DATA RECORDS: Begin

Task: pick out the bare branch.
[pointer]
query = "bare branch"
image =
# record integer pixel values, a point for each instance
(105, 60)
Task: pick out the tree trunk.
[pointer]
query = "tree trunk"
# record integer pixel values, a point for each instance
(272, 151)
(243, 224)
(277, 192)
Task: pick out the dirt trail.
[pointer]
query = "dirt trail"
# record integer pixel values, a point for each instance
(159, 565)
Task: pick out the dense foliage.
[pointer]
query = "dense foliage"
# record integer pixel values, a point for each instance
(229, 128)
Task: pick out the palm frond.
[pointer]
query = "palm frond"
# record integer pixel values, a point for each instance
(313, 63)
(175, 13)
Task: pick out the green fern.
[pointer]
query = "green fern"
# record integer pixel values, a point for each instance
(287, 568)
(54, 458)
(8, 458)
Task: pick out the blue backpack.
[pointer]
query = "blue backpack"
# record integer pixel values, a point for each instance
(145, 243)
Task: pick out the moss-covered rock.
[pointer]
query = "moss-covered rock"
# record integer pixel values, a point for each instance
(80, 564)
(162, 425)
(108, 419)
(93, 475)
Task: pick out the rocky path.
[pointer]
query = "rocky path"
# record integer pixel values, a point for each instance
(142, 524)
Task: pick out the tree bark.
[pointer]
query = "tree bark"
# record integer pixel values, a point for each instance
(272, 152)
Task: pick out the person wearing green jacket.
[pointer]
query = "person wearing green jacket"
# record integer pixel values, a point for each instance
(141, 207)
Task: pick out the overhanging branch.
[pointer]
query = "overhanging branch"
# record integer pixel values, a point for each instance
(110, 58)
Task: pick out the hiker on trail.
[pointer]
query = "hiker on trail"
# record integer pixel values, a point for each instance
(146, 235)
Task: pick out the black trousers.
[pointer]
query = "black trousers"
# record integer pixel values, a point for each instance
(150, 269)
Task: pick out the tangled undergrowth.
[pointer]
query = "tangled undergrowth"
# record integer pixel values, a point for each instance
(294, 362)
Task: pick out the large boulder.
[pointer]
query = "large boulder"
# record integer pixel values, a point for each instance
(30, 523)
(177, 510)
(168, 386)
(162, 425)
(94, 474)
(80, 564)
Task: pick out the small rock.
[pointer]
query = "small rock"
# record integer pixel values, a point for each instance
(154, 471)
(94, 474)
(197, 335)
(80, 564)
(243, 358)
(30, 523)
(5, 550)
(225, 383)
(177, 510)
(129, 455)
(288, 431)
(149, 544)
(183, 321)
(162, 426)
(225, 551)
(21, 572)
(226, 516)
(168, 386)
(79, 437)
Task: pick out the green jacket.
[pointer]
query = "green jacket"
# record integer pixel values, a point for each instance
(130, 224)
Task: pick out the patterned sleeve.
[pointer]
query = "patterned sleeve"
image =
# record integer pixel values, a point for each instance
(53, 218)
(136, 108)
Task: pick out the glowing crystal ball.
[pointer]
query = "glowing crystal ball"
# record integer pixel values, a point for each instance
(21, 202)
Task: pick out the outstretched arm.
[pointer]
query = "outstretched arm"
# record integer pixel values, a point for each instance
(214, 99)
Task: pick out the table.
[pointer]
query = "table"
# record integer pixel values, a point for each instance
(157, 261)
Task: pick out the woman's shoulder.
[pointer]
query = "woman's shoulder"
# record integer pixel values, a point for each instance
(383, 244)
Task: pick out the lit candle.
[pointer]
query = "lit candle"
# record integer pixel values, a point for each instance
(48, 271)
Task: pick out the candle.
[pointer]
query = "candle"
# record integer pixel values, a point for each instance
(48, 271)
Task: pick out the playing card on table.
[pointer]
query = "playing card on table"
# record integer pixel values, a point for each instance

DATA RECORDS: End
DATA RECORDS: Begin

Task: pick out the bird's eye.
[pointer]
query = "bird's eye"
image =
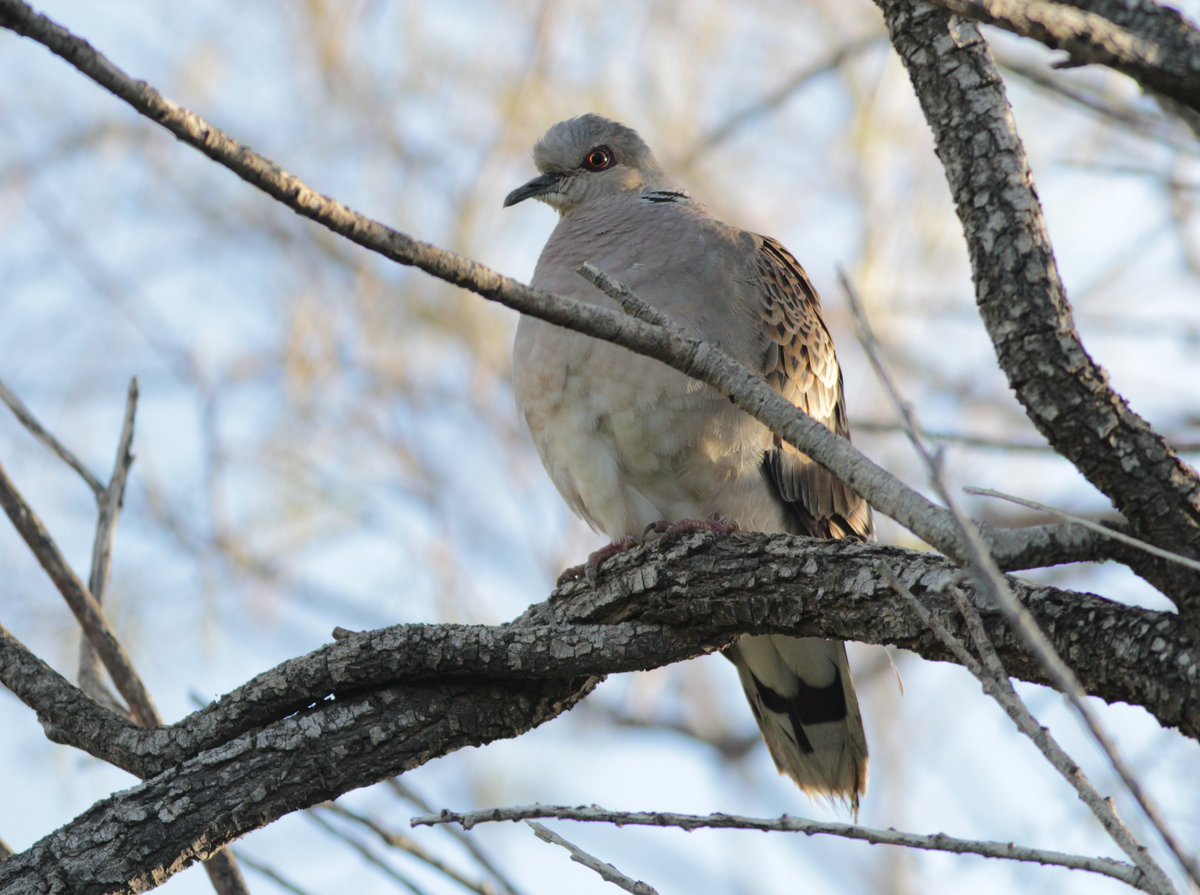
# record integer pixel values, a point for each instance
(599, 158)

DATA RECORDS: End

For each line above that contains "rocky", make a copy.

◆ RESPONSE BOX ◆
Task: pick out the rocky path.
query = "rocky path"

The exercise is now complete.